*DOCUMENT SECTION*
* * *

Not letting epilepsy become your identity

REAL TALK

Ali A

2/3/20232 min read

Two years ago, I was told I had epilepsy. For some reason, I seemed to have heard the words “you are epilepsy” because, for the longest time, I made it my personality trait. I firmly believed that I was nothing more than my diagnosis. Eventually, everyone knew me as the girl with epilepsy because that was all I gave myself credit for. The truth is, there is so much more to me than that. I just let epilepsy take control.

For months now, I have been working on separating myself from epilepsy. No- not in the way that sounds. As I said, it was my personality trait. I have made it my goal to see more in myself than just my diagnosis. It is more complicated than I thought. The best advice I was given was by a close friend of mine: epilepsy is a noun, not an adjective. I am more than just seizures and medications. I have talents, hobbies, friends, etc... Since taking on this mindset, I have been set free from the feeling of being “the sick girl.” I have learned to appreciate the things that make me unique and the things I am proud of myself for.

My progress on this path to finding myself took a huge turn back in October. I won the title of Miss Dallas Teen USA, and the press had an absolute field day. Since I am the first and only girl with a service dog to win a USA pageant, I was featured on news stations, newspapers, and magazines and even went viral on TikTok. This was great, but all of the headlines referred to me as a “girl with epilepsy.” I inevitably fell back into my old mindset of thinking I am epilepsy rather than I have it. Every time I have a seizure, see another article or even think about myself in that sense, I hear Amanda telling me her advice, “epilepsy is a noun, not an adjective.” I must remind myself that I am much more than my diagnosis, and I am capable of many things despite it.

* * *

*EXTRACTED DATA*
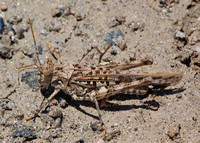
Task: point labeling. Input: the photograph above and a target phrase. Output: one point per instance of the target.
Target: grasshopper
(93, 83)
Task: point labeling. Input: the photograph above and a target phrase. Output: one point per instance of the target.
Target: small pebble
(112, 135)
(22, 131)
(63, 103)
(115, 125)
(57, 123)
(43, 32)
(114, 52)
(96, 126)
(46, 135)
(55, 113)
(15, 19)
(179, 35)
(79, 141)
(1, 25)
(3, 7)
(179, 96)
(20, 33)
(56, 27)
(5, 52)
(56, 12)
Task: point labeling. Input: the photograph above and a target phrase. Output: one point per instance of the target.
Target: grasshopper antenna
(36, 51)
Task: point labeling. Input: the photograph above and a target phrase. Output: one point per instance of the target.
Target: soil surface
(166, 30)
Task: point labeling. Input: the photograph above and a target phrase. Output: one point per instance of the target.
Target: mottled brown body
(99, 82)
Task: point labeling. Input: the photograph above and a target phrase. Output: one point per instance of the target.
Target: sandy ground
(167, 30)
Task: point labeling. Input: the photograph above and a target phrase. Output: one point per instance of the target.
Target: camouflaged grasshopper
(93, 83)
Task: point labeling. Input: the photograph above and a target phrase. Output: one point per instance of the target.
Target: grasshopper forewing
(93, 83)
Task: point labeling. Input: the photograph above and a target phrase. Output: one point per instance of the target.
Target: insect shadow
(148, 104)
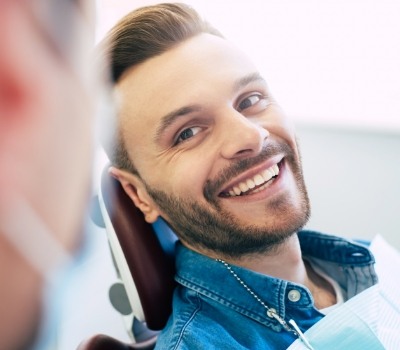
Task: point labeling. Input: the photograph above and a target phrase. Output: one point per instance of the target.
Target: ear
(135, 189)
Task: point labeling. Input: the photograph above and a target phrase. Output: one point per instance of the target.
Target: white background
(334, 66)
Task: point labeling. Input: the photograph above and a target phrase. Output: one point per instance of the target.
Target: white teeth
(250, 183)
(243, 187)
(267, 175)
(237, 190)
(257, 180)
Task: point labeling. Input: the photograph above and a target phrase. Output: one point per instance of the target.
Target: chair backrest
(143, 254)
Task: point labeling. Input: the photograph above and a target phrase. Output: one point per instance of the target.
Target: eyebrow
(171, 117)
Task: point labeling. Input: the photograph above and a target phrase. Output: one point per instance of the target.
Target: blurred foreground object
(46, 147)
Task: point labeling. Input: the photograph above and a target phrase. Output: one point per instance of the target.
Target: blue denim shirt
(212, 310)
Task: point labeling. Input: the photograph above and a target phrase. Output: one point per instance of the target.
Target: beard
(213, 228)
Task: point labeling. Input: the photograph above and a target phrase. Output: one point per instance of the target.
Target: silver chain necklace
(271, 312)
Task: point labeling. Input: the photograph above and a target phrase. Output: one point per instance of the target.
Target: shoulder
(192, 326)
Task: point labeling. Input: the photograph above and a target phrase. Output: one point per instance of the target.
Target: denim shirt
(212, 310)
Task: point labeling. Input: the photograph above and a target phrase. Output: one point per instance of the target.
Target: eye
(251, 101)
(187, 134)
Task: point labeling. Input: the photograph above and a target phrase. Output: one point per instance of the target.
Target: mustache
(212, 187)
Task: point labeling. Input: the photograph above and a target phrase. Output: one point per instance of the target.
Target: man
(202, 143)
(46, 115)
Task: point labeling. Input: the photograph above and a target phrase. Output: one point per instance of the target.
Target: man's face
(214, 151)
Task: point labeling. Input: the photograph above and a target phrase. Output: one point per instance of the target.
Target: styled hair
(142, 34)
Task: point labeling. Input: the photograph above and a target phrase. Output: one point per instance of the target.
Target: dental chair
(143, 256)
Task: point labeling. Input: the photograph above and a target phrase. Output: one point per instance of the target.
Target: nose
(242, 137)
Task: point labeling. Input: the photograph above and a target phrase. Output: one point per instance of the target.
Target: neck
(286, 262)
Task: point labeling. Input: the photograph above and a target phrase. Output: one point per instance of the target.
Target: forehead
(197, 71)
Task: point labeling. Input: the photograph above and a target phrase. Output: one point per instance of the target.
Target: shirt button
(294, 295)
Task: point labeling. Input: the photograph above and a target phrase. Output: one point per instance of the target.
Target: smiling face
(216, 157)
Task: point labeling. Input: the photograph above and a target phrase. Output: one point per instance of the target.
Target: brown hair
(142, 34)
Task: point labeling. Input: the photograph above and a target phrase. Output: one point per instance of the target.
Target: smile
(253, 184)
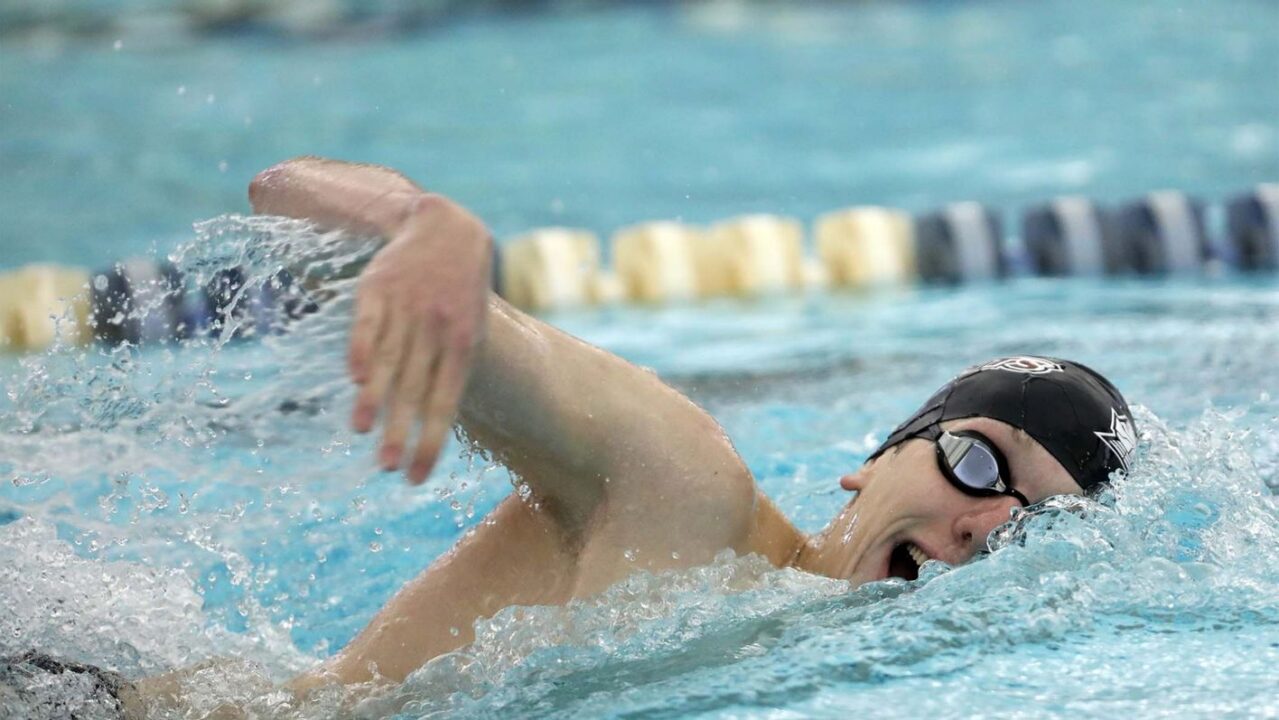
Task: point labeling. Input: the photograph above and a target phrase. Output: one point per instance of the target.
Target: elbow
(266, 186)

* * *

*TASKS TO COMPLETE*
**1.** From the post on epilepsy and identity, list every kind of media outlet or platform where the writer was featured after winning the pageant title.
**2.** Summarize the post on epilepsy and identity in two sentences.
**3.** In the post on epilepsy and identity, what title did the writer win in October?

*ANSWER LIST*
**1.** News stations, newspapers, magazines, TikTok

**2.** After being diagnosed with epilepsy two years earlier, the writer made the condition a personality trait, then worked to see beyond it, guided by a close friend's advice that "epilepsy is a noun, not an adjective." Winning Miss Dallas Teen USA brought press coverage calling the writer a "girl with epilepsy," which led to a slip back into the old mindset, but the writer holds on to that advice as a reminder of being more than the diagnosis.

**3.** Miss Dallas Teen USA